=== Source extract ===
Sunday, June 13, 2010

Summing Up Heroes Characters

Well Heroes has been denied another season after the last mediocre one, so that little journey ended right along side Lost and Dollhouse. But let's take a look back at the characters of the show and their very flawed traits. This is another issue of Sum Ups.

1. Peter Petrelli

A former hospice nurse who discovers he has the ability to mimic other peoples' powers. I've gotta say, in the end Peter was the only real hero on the show Heroes. I mean he has his obvious personal problems that he tries to deal with, but also he is the only one who can deal with those problems while going out and saving people. No one else on the show had as much initiative to save others like Peter, they were all just too easily distracted or stupid. Oh Peter, why couldn't the rest be as badass as you?

2. Hiro Nakamura

The nerdy Japanese cubicle worker who discovers he has the very confusing and limited ability to control space and time. Next to Claire, Hiro was kind of the poster boy for Heroes. He was a comic book obsessed, geeky, and often childlike young man with big dreams of saving the world. Unfortunately those dreams that were very well into his reach were always overshadowed when he decided to go on roadtrips with his buddy Ando, accidentally time travel to an upcoming plot point, or go on supposedly important missions that just end up wasting time. Seriously, Hiro has as much control over his time travel powers as the raiders had over the Lost Ark. Also he is just stupid. Sure there are moments when he seems like he's growing up and learning, but due to inconsistant writing, he never learns from his mistakes and is always incompetent. One of the last examples of the stupid things that happen to Hiro: a kinda-sorta telepathic person tries to alter Hiro's mind so that he will be on the side of evil. What happens though? Hiro instead had his mind scrambled so that he would only speak and act in a hyper fanboy way, meaning Hiro would say random things like "there can be only one," call his best friend "Robin," a mental asylum "Arkham," and the villain "insert comic villian name here." To the telepath with confusing powers who tried to turn Hiro to the dark side I ask: HOW DO YOU FUCK UP THAT BAD!!!
=== Records shown ===
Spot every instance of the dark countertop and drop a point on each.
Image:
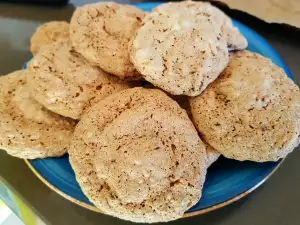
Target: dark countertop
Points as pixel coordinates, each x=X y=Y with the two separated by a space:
x=277 y=202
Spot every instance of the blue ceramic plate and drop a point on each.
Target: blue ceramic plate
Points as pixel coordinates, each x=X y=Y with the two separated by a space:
x=227 y=180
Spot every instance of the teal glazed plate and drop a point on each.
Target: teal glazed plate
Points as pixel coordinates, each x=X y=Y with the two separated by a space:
x=227 y=180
===
# Tasks
• a. Retype the Heroes character post between "Summing Up Heroes" and "badass as you?", inclusive.
• b. In the Heroes character post, what job did Peter Petrelli formerly hold?
None of the data is needed for this work.

# The solutions
• a.
Summing Up Heroes Characters

Well Heroes has been denied another season after the last mediocre one, so that little journey ended right along side Lost and Dollhouse. But let's take a look back at the characters of the show and their very flawed traits. This is another issue of Sum Ups.

1. Peter Petrelli

A former hospice nurse who discovers he has the ability to mimic other peoples' powers. I've gotta say, in the end Peter was the only real hero on the show Heroes. I mean he has his obvious personal problems that he tries to deal with, but also he is the only one who can deal with those problems while going out and saving people. No one else on the show had as much initiative to save others like Peter, they were all just too easily distracted or stupid. Oh Peter, why couldn't the rest be as badass as you?

• b. He was a hospice nurse.